■ WHAT IS BEING ASKED: Please convert all the rows below into a two-column CSV headed instruction and coordinates, with one line for each row: its text under instruction and its answer under coordinates. Put each field in double quotes and replace any line breaks inside a field with spaces.

■ EXERCISE DATA:

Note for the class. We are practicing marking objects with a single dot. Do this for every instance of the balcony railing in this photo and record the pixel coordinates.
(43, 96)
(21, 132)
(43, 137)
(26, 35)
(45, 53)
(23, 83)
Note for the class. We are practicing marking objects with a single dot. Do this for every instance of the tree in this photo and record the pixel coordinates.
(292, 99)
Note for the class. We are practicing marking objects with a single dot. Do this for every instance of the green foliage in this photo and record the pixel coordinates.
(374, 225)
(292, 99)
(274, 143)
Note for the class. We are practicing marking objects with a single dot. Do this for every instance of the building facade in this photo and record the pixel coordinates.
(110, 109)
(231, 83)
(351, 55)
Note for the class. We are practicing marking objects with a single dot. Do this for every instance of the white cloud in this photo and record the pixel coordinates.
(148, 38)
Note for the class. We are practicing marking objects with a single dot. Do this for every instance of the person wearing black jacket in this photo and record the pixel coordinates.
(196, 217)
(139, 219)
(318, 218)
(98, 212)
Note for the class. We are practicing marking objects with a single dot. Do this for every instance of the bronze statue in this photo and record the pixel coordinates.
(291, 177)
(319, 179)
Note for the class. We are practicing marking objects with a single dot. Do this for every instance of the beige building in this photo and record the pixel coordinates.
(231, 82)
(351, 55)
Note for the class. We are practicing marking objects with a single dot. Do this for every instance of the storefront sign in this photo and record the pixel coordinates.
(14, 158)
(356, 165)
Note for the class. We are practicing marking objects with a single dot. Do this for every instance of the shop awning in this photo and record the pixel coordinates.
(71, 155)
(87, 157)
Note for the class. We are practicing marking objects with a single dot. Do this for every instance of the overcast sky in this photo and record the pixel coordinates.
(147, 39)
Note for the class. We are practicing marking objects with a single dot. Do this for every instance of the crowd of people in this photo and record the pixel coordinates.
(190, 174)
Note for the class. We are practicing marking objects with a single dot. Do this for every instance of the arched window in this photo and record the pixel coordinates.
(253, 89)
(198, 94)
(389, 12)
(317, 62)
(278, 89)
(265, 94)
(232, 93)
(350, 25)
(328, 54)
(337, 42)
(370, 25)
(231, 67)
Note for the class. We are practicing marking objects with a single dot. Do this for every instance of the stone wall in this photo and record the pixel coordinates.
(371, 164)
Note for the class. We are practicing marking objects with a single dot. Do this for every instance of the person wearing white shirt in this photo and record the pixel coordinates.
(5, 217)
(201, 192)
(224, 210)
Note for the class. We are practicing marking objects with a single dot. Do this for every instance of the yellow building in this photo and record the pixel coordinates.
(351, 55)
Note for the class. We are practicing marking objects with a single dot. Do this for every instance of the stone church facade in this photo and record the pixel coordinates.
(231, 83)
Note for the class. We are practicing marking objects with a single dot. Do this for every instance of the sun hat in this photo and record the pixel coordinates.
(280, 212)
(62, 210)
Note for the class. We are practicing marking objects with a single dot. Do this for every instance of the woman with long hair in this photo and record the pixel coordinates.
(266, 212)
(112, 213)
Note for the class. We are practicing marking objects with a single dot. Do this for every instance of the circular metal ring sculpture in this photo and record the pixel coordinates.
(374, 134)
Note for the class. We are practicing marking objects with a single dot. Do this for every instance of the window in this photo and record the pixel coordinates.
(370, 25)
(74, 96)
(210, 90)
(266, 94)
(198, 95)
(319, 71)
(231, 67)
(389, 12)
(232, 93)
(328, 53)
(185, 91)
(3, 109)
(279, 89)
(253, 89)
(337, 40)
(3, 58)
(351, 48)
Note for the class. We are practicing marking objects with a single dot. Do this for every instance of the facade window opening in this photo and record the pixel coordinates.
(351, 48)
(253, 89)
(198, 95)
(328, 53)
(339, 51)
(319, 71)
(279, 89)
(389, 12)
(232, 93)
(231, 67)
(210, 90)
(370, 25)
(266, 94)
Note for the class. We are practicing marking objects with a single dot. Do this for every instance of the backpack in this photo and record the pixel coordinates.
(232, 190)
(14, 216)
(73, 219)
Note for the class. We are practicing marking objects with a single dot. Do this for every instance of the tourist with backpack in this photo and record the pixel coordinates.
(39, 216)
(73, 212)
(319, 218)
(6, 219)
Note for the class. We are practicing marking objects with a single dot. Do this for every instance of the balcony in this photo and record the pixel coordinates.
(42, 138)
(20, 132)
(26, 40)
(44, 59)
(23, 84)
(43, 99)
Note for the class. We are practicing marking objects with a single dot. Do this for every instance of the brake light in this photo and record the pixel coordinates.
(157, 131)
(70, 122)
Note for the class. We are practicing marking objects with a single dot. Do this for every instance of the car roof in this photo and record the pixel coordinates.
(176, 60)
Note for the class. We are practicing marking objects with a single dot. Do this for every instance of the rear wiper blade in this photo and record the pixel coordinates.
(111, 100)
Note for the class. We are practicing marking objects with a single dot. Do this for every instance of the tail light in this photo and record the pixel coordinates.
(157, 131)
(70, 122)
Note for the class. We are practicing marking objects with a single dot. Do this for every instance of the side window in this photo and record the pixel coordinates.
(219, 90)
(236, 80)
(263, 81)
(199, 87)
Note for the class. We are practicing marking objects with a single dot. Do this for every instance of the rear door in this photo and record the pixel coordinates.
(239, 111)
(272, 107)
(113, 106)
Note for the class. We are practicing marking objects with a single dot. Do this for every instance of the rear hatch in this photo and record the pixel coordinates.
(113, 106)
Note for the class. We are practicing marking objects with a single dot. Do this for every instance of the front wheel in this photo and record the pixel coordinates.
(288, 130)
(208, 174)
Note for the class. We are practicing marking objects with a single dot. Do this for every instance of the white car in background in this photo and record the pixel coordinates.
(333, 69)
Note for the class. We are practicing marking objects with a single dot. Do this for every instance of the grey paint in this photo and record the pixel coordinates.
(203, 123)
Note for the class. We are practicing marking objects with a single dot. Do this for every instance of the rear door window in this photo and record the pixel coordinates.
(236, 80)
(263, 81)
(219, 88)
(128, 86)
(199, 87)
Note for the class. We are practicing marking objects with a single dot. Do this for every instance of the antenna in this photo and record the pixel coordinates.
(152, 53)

■ THE SOLUTION:
instruction,coordinates
"Note for the class. We are practicing marking objects with a single dot. Do this for every instance of the balcony railing in this photo and record the pixel coordinates.","(43, 96) (21, 132) (43, 137) (26, 35) (45, 53) (23, 83)"
"Note for the class. We are practicing marking objects with a single dot. Do this for every instance of the tree in this photo and record the pixel coordinates.","(292, 99)"
"Note for the class. We are practicing marking objects with a single dot. Do this for every instance of the green foliage in this photo and record the pixel coordinates.","(374, 225) (292, 99) (274, 143)"
"Note for the class. We are practicing marking objects with a single dot. Do this for every instance of the building facade in this photo and record the pixel coordinates.","(110, 109) (231, 83) (351, 55)"
"Note for the class. We are practicing marking objects with a single dot. Do this for every instance of the white cloud in this photo and record the pixel coordinates.","(148, 38)"
"Note for the class. We are practicing marking objects with a single dot. Do this for every instance of the person wearing black jacket in this photo and record the pixel coordinates.","(196, 217) (139, 219) (318, 218) (98, 212)"
"Note for the class. We are practicing marking objects with a single dot. Do this for every instance of the bronze statue in this photo and record the pixel coordinates.","(291, 177) (319, 179)"
"Note for the class. We are practicing marking objects with a single dot. Do this for every instance of the beige building in this photo and record the pixel coordinates.","(231, 82) (351, 55)"
"Note for the class. We are practicing marking objects with a single dot. Do this for every instance of the storefront sign in this photo and record the pixel coordinates.","(14, 158) (356, 165)"
"Note for the class. We are practicing marking objects with a single dot. Do this for every instance of the shop awning in this photo and record the pixel coordinates.","(71, 155) (87, 157)"
"Note for the class. We are practicing marking objects with a single dot. Do this for every instance of the overcast sky in this photo and record the pixel coordinates.","(147, 39)"
"Note for the class. We are practicing marking objects with a single dot. Do this for every instance of the crowd of people in this photo and record the pixel coordinates.","(190, 174)"
"Note for the class. We are practicing marking objects with a single dot. Do this for every instance of the arched window in this photo and record the pixel coordinates.","(253, 89) (198, 94) (389, 12) (317, 62) (278, 89) (265, 94) (232, 93) (350, 25) (328, 54) (337, 42) (370, 25) (231, 67)"
"Note for the class. We are practicing marking objects with a single dot. Do this for every instance of the stone wall in this photo and record the pixel coordinates.","(371, 164)"
"Note for the class. We are practicing marking objects with a single dot. Do this for every instance of the person wearing white shirt in this photo and record the pixel coordinates.","(5, 217) (201, 192) (224, 210)"
"Note for the class. We are practicing marking objects with a single dot. Do this for every instance of the yellow building in this photo and record the pixel coordinates.","(351, 55)"
"Note for the class. We are practicing marking objects with a single dot. Do this for every instance of the stone church facade in this photo and record the pixel coordinates.","(231, 83)"
"Note for the class. We are practicing marking objects with a single dot. Do this for every instance of the sun hat in this photo and record the pixel coordinates.","(280, 212) (62, 210)"
"Note for the class. We are practicing marking objects with a single dot. Do this for every instance of the woman with long hair in this photo and record the pixel coordinates.","(266, 212) (112, 213)"
"Note for the class. We are practicing marking objects with a single dot. Do this for every instance of the circular metal ring sculpture in this photo and record the pixel coordinates.","(374, 134)"
"Note for the class. We are practicing marking objects with a single dot. Do this for every instance of the window in this photo and record the pixel coordinates.","(370, 25) (74, 96) (210, 90) (266, 94) (198, 95) (319, 71) (231, 67) (389, 12) (232, 93) (328, 53) (185, 91) (3, 109) (279, 89) (253, 89) (337, 40) (3, 58) (351, 48)"
"Note for the class. We are practicing marking objects with a single dot. Do this for every instance of the facade window opening in this photo and record the pixel coordinates.","(351, 48) (253, 89) (198, 95) (328, 53) (339, 51) (319, 71) (279, 89) (389, 12) (232, 93) (231, 67) (210, 90) (370, 25) (266, 94)"
"Note for the class. We are practicing marking objects with a single dot. Do this for every instance of the backpack in this photo and record the pixel coordinates.","(232, 190) (14, 216) (73, 219)"
"Note for the class. We are practicing marking objects with a single dot. Do this for every instance of the tourist with backpack in this photo and record the pixel coordinates.","(39, 216) (73, 212) (319, 218) (6, 219)"
"Note for the class. We are practicing marking objects with a single dot. Do this for every instance of the balcony in this photo and record the pixel coordinates.","(42, 138) (20, 132) (26, 40) (44, 59) (23, 84) (43, 99)"
"Note for the class. We are practicing marking objects with a single dot. Do this for every instance of the brake light in this photo and record the pixel coordinates.","(157, 131) (70, 122)"
"Note for the class. We are practicing marking objects with a single dot. Do this for every instance of the car roof in this photo and record the pixel coordinates.","(176, 60)"
"Note for the class. We are practicing marking objects with a single dot. Do this for every instance of the rear wiper blade in this photo and record the pixel coordinates.","(111, 100)"
"Note for the class. We are practicing marking objects with a single dot. Do this for every instance of the tail light in this photo and record the pixel coordinates.","(157, 131) (70, 122)"
"Note for the class. We are practicing marking objects with a single dot. Do this for every instance of the side window in this photo and record the pixel coordinates.","(219, 90) (236, 80) (263, 81) (199, 87)"
"Note for the class. We are practicing marking objects with a single dot. Do this for every instance of the rear door in this photo and record the pixel coordinates.","(239, 111) (272, 107) (113, 106)"
"Note for the class. We are practicing marking objects with a single dot. Do this for every instance of the rear hatch in this photo and record the pixel coordinates.","(113, 106)"
"Note for the class. We are practicing marking objects with a single dot. Do this for every instance of the front wheel in this photo and record the pixel coordinates.","(288, 130) (208, 174)"
"Note for the class. We are practicing marking objects with a single dot. Do this for every instance of the white car in background in this photo and record the pixel coordinates.","(333, 69)"
"Note for the class. We are practicing marking objects with a single dot. Do this for every instance of the grey paint in this photo and record the pixel coordinates.","(203, 123)"
"Note for the class. We are practicing marking objects with a single dot. Do this for every instance of the rear door window in this photo and record the pixel coordinates.","(236, 80) (263, 81) (219, 88) (128, 86) (199, 87)"
"Note for the class. We are practicing marking objects with a single dot. Do this for every instance of the antenna in this photo and record the pixel coordinates.","(152, 53)"